What to do: Pull out every line of the items below that contains the string "region". Matching is case-sensitive.

Data shown:

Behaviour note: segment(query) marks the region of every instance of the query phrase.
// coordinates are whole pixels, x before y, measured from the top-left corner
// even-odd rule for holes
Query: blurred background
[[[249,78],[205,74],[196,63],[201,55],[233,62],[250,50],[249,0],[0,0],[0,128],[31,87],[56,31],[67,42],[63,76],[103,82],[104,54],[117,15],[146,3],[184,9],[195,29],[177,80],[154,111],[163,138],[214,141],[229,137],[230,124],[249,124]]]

Output:
Behaviour note: segment(query) marks the region of every instance of the query phrase.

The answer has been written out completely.